Extracted data entries
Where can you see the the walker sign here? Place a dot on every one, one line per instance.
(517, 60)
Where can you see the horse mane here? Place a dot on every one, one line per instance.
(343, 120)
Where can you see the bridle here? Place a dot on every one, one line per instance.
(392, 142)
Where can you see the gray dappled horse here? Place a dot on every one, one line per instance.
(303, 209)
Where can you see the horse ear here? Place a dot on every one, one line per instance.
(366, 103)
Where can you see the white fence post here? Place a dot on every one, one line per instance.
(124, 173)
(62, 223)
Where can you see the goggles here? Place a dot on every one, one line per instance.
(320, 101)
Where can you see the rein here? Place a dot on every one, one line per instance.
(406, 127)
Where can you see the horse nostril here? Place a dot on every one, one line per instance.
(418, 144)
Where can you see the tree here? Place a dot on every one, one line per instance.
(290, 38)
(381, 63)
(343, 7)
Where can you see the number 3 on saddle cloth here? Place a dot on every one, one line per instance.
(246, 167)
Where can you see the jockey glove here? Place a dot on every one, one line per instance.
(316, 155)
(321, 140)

*Task requirements*
Can you quote all of the lines above word for word?

*Exercise response*
Where can you see the the walker sign here? Place a dot on every one, one line per instance.
(517, 60)
Where can you see the horse mane here? Place a dot on every one, one line per instance.
(343, 120)
Where can you see the bridle here? Place a dot on every one, one line per instance.
(392, 142)
Where can you see the gray dappled horse here? Place a dot on every one, one line per instance.
(303, 209)
Where can you see the horse ear here? Place a dot on every one, one line per instance.
(366, 103)
Where can you see the white fence post here? Place a dot on every one, one line per instance.
(124, 173)
(62, 223)
Where can you see the goggles here? Place a dot on every one, one line per instance.
(320, 101)
Where can you see the rein here? Place a dot on every one, one line per instance.
(406, 127)
Where can you see the horse nostril here? Place a dot on every one, one line per instance.
(418, 144)
Where can you see the tree here? Place a dot on every one, one line per instance.
(290, 38)
(381, 63)
(343, 7)
Where can you see the number 3 on saddle cloth here? Place a dot on every one, one line per instance.
(246, 167)
Where can you see the jockey glove here? Place a dot on every one, one line per instance.
(316, 155)
(321, 140)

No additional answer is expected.